**EXERCICE PROPOSÉ 1**. Repérez dans le listing chaque ligne contenant la chaîne "sneaker", puis recopiez ces lignes.

*** PASSAGE EXTRAIT ***

La critique dramatique, qui ne se paie pas de mots, mais de raisons, et qui n’accepte pas les œuvres sur leur étiquette, mais sur leur valeur intrinsèque, sera donc plus d’une fois à notre époque forcée de déroger et d’aller en voyage à travers les théâtres inférieurs. Ce voyage n’est pas sans périls, et ne doit jamais être fait à l’étourdie ; cependant on peut le pousser très loin, si l’on sait bien s’orienter. Ainsi vous pouvez aller sans scrupule à un petit théâtre qui porte le nom de Mlle Déjazet les soirs où l’on jouera une petite comédie intitulée M. Garat, par M. Victorien Sardou. Cette légère comédie, qui n’a d’autre prétention que celle de vous amuser un instant, vaut mieux littérairement que bien des œuvres pompeuses qui auraient tort de la regarder avec trop de dédain. Le verre de M. Sardou est bien petit, mais il boit dans son verre. Vous pourrez observer, en écoutant cette petite comédie, un des efforts les plus curieux, parce qu’il est un des plus naïfs et des moins réfléchis de nos jeunes auteurs dramatiques. Il y a une tendance chez la plupart des jeunes auteurs dramatiques à transformer le vaudeville en comédie, et cette tendance vague, que depuis longtemps on avait pu remarquer, vient de se déclarer ouvertement dans les pièces amusantes de M. Sardou, M. Garat et les Pattes de Mouche. Ces pièces ne sont, à proprement parler, que des vaudevilles agrandis, des vaudevilles qui essaient d’atteindre à la hauteur de la comédie. Je ne sais si cette tentative réussira et si l’on pourra dire bientôt :
Le jour du vaudeville est à la fin venu ;
mais des signes trop évidens indiquent que le vaudeville partage les mœurs du
temps : il est devenu ambitieux et tend à s’élever. Et vraiment, si l’on y réfléchit bien, cette tendance n’a rien que de raisonnable, et mérite beaucoup
plutôt d’être encouragée que d’être condamnée. Si la comédie, depuis si longtemps morte, doit renaître, d’où sortira-t-elle, je vous prie, et avec quels élémens se constituera-t-elle ? Pourquoi donc ne naîtrait-elle pas du vaudeville?

*** EXTRAIT DE DONNÉES ***

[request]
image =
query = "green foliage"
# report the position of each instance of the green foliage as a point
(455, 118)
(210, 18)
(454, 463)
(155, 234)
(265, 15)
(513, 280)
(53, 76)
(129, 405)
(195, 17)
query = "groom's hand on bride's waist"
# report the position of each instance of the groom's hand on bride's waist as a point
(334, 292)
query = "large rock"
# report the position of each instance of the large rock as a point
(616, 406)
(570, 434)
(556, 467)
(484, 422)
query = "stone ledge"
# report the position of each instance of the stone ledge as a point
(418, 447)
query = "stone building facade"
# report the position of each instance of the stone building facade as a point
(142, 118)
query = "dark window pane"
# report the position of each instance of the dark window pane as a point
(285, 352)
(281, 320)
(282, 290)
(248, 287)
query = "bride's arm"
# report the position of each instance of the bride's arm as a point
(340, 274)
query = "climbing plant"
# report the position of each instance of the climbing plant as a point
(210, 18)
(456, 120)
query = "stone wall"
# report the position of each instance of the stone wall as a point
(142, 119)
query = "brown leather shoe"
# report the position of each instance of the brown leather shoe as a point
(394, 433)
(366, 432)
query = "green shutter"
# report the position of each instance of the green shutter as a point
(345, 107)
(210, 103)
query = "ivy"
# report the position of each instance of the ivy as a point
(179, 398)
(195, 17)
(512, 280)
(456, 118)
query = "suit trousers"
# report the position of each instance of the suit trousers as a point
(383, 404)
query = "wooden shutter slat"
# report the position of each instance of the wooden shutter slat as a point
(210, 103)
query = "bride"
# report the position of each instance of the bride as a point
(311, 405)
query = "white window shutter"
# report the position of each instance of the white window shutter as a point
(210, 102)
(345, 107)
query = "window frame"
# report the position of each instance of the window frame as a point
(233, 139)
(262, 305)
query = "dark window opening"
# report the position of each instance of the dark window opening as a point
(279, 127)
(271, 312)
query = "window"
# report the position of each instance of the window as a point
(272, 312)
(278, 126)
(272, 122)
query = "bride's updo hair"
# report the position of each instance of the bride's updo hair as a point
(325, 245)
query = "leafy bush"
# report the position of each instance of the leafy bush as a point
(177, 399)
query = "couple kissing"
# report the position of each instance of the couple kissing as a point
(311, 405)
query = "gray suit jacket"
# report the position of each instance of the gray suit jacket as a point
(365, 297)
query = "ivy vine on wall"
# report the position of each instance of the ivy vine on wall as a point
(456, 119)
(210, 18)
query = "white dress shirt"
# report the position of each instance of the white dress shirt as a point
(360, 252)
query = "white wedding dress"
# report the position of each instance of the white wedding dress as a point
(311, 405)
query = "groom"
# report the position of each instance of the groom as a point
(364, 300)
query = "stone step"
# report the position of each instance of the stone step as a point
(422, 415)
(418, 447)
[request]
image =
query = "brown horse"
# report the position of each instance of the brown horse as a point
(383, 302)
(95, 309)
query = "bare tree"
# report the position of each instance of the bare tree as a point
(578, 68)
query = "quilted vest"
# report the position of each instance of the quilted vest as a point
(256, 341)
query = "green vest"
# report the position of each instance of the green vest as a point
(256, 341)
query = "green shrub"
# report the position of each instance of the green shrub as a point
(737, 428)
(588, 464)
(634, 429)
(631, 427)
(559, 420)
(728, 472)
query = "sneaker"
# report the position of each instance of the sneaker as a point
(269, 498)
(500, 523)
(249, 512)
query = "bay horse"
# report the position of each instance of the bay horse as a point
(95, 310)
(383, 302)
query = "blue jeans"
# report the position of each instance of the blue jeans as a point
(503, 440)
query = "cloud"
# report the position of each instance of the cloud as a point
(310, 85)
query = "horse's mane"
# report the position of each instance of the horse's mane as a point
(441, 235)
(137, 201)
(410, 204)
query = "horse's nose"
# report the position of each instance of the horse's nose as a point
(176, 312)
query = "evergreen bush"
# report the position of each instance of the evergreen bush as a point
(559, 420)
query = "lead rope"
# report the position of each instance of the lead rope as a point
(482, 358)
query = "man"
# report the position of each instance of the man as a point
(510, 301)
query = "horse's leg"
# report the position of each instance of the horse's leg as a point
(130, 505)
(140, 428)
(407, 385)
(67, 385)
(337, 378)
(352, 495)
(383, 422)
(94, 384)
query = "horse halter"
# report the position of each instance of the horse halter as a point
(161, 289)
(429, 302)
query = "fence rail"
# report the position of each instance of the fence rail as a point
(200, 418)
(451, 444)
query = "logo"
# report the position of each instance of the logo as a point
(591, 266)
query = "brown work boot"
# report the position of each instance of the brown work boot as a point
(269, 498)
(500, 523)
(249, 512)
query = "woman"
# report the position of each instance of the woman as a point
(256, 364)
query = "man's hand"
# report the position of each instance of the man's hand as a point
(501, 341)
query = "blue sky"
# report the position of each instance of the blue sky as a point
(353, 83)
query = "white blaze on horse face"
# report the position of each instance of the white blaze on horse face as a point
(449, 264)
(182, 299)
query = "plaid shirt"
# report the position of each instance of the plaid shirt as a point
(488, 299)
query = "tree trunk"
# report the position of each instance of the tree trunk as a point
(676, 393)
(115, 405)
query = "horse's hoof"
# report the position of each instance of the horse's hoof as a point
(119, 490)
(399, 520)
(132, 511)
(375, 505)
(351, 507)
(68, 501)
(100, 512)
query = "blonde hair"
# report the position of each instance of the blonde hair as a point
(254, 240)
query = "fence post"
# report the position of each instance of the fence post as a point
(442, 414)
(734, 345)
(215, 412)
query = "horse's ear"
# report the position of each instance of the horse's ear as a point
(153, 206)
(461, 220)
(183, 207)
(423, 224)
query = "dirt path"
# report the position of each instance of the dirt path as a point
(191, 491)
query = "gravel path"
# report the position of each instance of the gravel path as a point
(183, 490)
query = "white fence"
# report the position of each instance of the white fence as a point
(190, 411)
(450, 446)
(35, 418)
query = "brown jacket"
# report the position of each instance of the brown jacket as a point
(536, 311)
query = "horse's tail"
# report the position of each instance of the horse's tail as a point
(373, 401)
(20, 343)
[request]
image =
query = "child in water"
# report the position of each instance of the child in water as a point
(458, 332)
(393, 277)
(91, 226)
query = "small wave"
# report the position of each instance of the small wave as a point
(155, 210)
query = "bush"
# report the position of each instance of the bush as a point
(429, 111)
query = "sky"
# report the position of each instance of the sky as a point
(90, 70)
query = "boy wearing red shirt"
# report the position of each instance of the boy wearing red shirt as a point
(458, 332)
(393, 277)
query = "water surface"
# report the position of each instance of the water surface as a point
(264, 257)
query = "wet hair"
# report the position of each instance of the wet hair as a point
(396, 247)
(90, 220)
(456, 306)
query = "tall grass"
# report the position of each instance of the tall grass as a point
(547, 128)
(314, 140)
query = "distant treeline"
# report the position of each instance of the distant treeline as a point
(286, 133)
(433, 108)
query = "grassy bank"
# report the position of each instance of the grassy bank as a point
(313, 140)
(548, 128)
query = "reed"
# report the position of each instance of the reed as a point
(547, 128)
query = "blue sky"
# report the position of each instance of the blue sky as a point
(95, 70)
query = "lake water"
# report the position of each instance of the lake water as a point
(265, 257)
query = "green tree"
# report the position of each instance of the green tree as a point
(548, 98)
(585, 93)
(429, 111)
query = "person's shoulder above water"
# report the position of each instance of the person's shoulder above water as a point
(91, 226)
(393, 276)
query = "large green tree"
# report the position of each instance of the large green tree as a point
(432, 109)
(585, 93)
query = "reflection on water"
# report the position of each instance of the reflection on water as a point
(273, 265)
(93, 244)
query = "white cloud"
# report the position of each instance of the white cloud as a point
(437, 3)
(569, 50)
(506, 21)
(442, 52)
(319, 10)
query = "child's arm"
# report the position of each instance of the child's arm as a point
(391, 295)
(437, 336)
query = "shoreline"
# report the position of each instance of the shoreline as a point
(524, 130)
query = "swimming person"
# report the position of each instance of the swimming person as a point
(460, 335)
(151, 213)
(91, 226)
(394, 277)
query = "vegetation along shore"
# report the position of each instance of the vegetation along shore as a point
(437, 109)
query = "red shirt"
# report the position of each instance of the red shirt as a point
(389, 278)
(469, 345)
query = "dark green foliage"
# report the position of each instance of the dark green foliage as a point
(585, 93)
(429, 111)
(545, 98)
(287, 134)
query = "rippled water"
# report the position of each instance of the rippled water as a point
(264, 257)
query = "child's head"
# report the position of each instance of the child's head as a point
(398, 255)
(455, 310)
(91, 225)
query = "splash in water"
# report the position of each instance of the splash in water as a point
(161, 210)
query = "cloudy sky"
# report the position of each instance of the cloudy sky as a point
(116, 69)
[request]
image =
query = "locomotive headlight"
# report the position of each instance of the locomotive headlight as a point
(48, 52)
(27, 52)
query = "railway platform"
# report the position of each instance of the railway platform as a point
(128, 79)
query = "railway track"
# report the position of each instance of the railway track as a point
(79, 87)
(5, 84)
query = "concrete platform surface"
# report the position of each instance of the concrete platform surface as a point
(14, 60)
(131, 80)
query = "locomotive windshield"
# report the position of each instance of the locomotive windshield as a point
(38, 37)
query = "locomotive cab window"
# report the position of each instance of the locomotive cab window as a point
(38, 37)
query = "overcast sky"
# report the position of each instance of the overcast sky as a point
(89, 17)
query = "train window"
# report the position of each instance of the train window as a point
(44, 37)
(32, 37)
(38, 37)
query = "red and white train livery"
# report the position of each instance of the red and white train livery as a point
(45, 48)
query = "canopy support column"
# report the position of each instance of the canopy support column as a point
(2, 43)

***

**EXERCICE PROPOSÉ 2**. Résumez le passage extrait en trois phrases, chacune fondée uniquement sur ce qu'il affirme.

**RÉSULTAT ATTENDU 1**.
query = "sneaker"
# report the position of each instance of the sneaker as a point

**RÉSULTAT ATTENDU 2**. La critique dramatique doit parfois se rendre dans les théâtres inférieurs, par exemple au petit théâtre portant le nom de Mlle Déjazet pour voir M. Garat, de M. Victorien Sardou. Cette comédie légère vaut mieux littérairement que bien des œuvres pompeuses. Elle illustre, comme les Pattes de Mouche, la tendance des jeunes auteurs à transformer le vaudeville en comédie, tendance jugée raisonnable et digne d'encouragement, puisque la comédie pourrait renaître du vaudeville.